_Text passage_.
%%
It might seem counterintuitive, but as the world finds itself in the midst of a coronavirus pandemic, books about fictional pandemics, plagues and other diseases have suddenly risen in popularity.
“The Plague” by Albert Camus saw a huge increase in sales across Europe, according to The Guardian.
- 226 copies of the novel were sold in the United Kingdom in February 2019
- 371 copies were sold in February 2020
- But in the first three weeks of March 2020, the book had already sold 2,156 copies.
Not only books, but movies about global pandemics have seen a new surge of popularity, such as the 2011 film “Contagion,” the Deseret News reported last month.
For some people, these stories help to put current events “in perspective” and to “explore the anxieties and fears” they may be experiencing, Dr. Kyle Bishop, a professor of English at Southern Utah University, told the Deseret News.
If diving into a story about a fictional pandemic while in the middle of an actual one is what you need to keep your anxiety in check — or if you’re just curious — here’s a list of eight books that explore pandemics and their aftermath in a variety of different ways.
%%
Please write out everything from "If diving into" down to "of different ways." in the passage on pandemic books, word for word. The lines after this point come from another source.

_Entries supplied_.
%%
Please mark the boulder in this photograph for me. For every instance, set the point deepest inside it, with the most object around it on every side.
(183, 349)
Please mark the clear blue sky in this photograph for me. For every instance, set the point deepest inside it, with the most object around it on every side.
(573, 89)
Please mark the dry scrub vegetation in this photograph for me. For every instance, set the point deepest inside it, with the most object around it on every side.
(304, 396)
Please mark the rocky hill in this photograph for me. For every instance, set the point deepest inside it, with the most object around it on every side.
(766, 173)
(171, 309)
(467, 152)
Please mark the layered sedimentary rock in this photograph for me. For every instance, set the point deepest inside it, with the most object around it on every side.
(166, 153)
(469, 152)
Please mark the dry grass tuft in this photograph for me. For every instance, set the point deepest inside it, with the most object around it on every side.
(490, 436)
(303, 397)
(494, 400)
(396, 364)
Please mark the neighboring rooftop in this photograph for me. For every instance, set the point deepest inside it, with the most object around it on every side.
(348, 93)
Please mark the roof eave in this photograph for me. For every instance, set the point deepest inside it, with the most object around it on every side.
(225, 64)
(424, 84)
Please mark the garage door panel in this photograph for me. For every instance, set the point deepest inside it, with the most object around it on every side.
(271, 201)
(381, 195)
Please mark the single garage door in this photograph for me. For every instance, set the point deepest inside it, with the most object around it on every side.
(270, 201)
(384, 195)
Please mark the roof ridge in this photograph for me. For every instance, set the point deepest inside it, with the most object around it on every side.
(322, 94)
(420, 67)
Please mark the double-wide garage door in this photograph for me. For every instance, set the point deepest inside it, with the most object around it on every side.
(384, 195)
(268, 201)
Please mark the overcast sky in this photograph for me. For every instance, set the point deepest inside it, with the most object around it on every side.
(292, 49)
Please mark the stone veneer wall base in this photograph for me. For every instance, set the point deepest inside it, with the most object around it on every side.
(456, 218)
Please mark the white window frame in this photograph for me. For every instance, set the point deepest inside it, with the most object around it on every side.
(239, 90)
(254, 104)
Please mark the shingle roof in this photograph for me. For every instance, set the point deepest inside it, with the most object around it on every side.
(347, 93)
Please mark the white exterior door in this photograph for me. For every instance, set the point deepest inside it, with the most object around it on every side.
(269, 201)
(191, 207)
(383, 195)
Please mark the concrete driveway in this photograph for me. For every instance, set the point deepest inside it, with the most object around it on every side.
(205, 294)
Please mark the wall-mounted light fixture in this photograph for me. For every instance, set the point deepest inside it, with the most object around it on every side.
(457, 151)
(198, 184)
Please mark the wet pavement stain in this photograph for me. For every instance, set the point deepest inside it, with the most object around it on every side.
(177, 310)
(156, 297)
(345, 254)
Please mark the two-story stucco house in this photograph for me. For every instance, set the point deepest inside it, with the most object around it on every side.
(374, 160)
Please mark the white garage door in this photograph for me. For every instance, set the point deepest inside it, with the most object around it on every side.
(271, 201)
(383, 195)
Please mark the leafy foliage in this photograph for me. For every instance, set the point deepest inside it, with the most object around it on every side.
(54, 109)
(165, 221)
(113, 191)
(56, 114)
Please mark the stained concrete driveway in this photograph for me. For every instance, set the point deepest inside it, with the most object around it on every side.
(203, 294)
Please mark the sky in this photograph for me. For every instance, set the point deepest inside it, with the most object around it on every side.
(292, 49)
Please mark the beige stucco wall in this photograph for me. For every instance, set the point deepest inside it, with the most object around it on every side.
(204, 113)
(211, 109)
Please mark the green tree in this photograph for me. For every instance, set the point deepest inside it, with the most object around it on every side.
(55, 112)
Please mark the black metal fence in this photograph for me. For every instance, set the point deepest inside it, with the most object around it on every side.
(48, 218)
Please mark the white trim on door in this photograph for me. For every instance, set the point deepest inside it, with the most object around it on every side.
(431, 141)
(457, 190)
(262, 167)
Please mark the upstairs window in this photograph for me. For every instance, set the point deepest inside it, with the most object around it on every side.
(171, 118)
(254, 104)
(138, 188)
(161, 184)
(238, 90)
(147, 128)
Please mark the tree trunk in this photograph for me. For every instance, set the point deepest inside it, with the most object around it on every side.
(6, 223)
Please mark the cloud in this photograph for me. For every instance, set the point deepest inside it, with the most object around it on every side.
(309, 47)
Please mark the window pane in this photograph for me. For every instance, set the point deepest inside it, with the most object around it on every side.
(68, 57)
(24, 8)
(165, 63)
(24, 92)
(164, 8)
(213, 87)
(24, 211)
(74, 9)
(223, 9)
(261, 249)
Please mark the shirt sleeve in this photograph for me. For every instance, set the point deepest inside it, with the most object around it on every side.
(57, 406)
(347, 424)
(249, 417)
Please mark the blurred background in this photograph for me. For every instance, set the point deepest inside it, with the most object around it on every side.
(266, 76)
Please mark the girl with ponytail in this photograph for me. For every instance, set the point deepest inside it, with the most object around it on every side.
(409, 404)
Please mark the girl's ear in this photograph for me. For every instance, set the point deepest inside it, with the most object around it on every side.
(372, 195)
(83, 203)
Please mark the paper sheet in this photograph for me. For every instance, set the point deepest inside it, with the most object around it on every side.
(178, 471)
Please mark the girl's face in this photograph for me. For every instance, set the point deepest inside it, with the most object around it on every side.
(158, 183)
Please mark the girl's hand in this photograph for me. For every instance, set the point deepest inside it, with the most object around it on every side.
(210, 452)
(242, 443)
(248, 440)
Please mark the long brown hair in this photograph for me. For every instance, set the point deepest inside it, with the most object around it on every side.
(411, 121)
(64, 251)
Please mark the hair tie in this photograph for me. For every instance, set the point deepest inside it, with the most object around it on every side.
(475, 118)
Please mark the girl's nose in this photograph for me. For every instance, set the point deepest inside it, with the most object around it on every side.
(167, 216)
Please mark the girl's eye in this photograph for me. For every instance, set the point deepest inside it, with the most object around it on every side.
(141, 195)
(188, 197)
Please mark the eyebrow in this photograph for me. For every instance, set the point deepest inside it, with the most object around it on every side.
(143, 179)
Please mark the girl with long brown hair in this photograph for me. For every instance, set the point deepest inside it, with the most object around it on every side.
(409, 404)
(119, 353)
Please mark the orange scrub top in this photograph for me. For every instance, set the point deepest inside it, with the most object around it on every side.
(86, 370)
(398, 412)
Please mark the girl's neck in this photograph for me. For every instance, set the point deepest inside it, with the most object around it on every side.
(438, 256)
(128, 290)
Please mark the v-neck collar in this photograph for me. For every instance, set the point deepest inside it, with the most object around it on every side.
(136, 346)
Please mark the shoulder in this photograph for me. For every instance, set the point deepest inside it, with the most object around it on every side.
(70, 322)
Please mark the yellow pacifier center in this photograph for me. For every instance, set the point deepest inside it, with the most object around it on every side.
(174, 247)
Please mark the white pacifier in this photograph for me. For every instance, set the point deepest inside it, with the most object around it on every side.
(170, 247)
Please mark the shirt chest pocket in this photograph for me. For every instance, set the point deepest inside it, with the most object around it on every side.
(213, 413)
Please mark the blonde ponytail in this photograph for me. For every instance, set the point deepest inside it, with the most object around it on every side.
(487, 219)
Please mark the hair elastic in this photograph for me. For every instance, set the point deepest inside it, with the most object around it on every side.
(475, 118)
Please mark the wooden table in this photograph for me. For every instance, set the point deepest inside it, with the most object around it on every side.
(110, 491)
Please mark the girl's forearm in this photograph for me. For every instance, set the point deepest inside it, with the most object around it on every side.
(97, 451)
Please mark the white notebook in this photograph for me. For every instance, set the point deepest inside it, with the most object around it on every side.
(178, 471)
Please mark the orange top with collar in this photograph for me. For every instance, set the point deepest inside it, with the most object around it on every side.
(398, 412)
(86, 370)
%%
_Exercise result_.
If diving into a story about a fictional pandemic while in the middle of an actual one is what you need to keep your anxiety in check — or if you’re just curious — here’s a list of eight books that explore pandemics and their aftermath in a variety of different ways.